● **Okuma Parçası**
******************************
Zıplanacak içerik
  • Üye Ol

Önerilen İletiler

Gönderi tarihi:

girdiğimde kapıdan kokusu dahada acıktırmıştı..tavada pişenler..közde pişenler..balıkçıdayım..buyuuurun.. diye bir söz..sağol dedim..ciğerim..kallavisinden bir yer gösterdi..oturdum..masada ne yok ki..nar ekşisi..baharatlar falan..haa bide kürdan.. :) ...ne yersin abi.. dedi..balıklar camdan bir dolapta..hepsini görüyorsun..beğendiğini istiyorsun..ardından da..başlıyorlar hazırlamaya..o kadar açtım ki..çok şey söylemişim..yemeğin yarısına geldiğimde anladım..balık çorbası..kalamar..çupra ..barbun..abartmışım..arkadaşımda vardı yanımda..sıkıntıya girdi..yardım et dedim..oda yazık para veriyoruz..gitmesin araya diyerekten..biraz zorladı..mideciğini.. :) ....gelelim..mekana..oldum olası..salaş yerleri sevmişimdir..tat oradan çıkıyor nedense..daha samimi..garsonlar yapmacıksız..yemek sonrası çayıda esirgemiyorlar..mekanın adı..balıkçı kadir..ayrıca parakende de satıyorlar..bekar adamız uğraşamam..bize orada yemek düşer..neysem..elinizin artığı yedik..ve şiştik..ve sonrasında doymuşluğun verdiği rehaventle..arkadaşla yarım ağız sohpete başladık..şudur..budur..bilmem nedir..ve konuşurken..denizlerimizi düşündüm..hala balık yiyebiliyor olmayı..şanslı olduğumu.. :) ...ve çıkarken elimize kolanya döken garson..ardından da balıkçı kadirin..o kalın ses tonuyla.. yine bekleriz abiii...

Gönderi tarihi:

trak obası...
******************************
● **Verilen Bilgiler**

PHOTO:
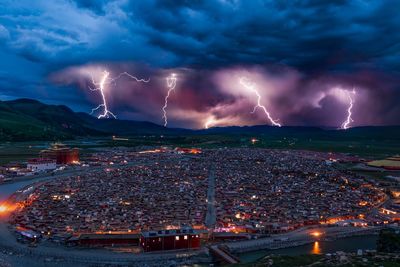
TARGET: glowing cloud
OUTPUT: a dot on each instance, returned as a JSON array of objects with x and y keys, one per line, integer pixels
[
  {"x": 252, "y": 87},
  {"x": 349, "y": 119},
  {"x": 100, "y": 86},
  {"x": 171, "y": 83}
]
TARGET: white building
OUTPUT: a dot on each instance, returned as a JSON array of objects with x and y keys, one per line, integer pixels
[{"x": 39, "y": 165}]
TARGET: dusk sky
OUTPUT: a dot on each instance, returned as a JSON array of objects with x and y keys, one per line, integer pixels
[{"x": 303, "y": 57}]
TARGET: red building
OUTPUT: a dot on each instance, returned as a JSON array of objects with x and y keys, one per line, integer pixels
[
  {"x": 104, "y": 239},
  {"x": 61, "y": 153},
  {"x": 170, "y": 239}
]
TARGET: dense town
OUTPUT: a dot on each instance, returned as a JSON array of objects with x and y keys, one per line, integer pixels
[{"x": 256, "y": 191}]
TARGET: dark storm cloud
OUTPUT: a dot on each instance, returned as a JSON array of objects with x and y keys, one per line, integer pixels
[{"x": 322, "y": 44}]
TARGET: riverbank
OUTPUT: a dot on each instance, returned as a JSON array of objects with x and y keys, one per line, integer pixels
[{"x": 348, "y": 244}]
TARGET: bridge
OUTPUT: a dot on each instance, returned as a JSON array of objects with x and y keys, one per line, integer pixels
[{"x": 223, "y": 254}]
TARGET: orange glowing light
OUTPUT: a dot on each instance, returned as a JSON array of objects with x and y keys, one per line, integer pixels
[
  {"x": 316, "y": 234},
  {"x": 316, "y": 249},
  {"x": 3, "y": 209}
]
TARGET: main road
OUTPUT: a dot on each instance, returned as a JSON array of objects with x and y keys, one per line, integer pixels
[
  {"x": 48, "y": 254},
  {"x": 211, "y": 213}
]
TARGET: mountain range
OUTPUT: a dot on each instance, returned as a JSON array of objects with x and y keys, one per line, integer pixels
[{"x": 27, "y": 119}]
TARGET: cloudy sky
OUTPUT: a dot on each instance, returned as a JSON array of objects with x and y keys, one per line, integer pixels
[{"x": 303, "y": 58}]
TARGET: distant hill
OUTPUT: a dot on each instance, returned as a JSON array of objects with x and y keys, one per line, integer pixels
[
  {"x": 27, "y": 119},
  {"x": 364, "y": 132}
]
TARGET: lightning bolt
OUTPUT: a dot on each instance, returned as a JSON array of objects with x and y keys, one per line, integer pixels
[
  {"x": 100, "y": 86},
  {"x": 171, "y": 83},
  {"x": 251, "y": 86},
  {"x": 349, "y": 119},
  {"x": 210, "y": 121}
]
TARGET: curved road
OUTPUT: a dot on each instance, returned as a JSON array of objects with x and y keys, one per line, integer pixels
[{"x": 47, "y": 253}]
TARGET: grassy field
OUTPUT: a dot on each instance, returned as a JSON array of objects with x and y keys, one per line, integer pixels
[{"x": 370, "y": 149}]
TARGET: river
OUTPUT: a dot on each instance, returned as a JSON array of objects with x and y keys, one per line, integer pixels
[{"x": 349, "y": 244}]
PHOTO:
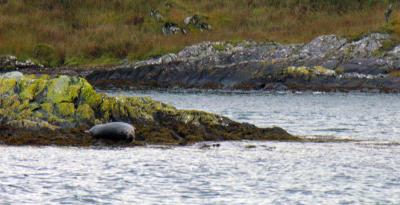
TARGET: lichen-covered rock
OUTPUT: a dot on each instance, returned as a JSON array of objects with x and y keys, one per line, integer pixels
[
  {"x": 67, "y": 106},
  {"x": 252, "y": 66}
]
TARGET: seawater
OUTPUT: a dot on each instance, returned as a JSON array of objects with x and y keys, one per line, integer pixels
[{"x": 365, "y": 171}]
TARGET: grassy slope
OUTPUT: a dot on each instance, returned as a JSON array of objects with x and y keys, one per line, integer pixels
[{"x": 103, "y": 32}]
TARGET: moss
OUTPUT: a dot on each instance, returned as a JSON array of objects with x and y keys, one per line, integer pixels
[
  {"x": 7, "y": 86},
  {"x": 62, "y": 89},
  {"x": 47, "y": 107},
  {"x": 395, "y": 74},
  {"x": 70, "y": 102},
  {"x": 85, "y": 113}
]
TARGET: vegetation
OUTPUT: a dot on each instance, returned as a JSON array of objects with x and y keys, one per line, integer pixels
[{"x": 93, "y": 32}]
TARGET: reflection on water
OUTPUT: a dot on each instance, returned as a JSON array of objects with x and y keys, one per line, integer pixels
[
  {"x": 246, "y": 172},
  {"x": 355, "y": 115}
]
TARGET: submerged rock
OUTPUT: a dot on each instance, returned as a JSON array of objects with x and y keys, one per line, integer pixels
[{"x": 43, "y": 110}]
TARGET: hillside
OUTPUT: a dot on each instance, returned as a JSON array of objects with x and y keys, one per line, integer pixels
[{"x": 94, "y": 32}]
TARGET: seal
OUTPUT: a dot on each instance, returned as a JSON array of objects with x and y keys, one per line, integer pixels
[{"x": 116, "y": 131}]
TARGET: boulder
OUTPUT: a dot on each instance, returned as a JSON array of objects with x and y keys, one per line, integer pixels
[{"x": 170, "y": 28}]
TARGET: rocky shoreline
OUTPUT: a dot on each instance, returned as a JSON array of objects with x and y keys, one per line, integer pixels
[
  {"x": 328, "y": 63},
  {"x": 45, "y": 110}
]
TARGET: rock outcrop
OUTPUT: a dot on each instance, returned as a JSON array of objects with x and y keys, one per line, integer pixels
[
  {"x": 40, "y": 110},
  {"x": 9, "y": 62},
  {"x": 327, "y": 63}
]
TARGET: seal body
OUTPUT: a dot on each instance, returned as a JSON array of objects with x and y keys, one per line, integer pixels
[{"x": 116, "y": 131}]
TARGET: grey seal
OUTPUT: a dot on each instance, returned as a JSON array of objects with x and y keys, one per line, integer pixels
[{"x": 116, "y": 131}]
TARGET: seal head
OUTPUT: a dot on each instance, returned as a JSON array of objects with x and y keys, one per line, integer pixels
[{"x": 115, "y": 131}]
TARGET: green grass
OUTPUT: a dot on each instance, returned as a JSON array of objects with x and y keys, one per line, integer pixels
[{"x": 96, "y": 32}]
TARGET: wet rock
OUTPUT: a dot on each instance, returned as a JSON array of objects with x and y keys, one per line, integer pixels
******************************
● **Kısa Soru**
Parçadaki "tat oradan çıkıyor nedense" cümlesini İngilizceye çevirin.

● **Sorunun Çözümü**
For some reason, that's where the flavor comes from.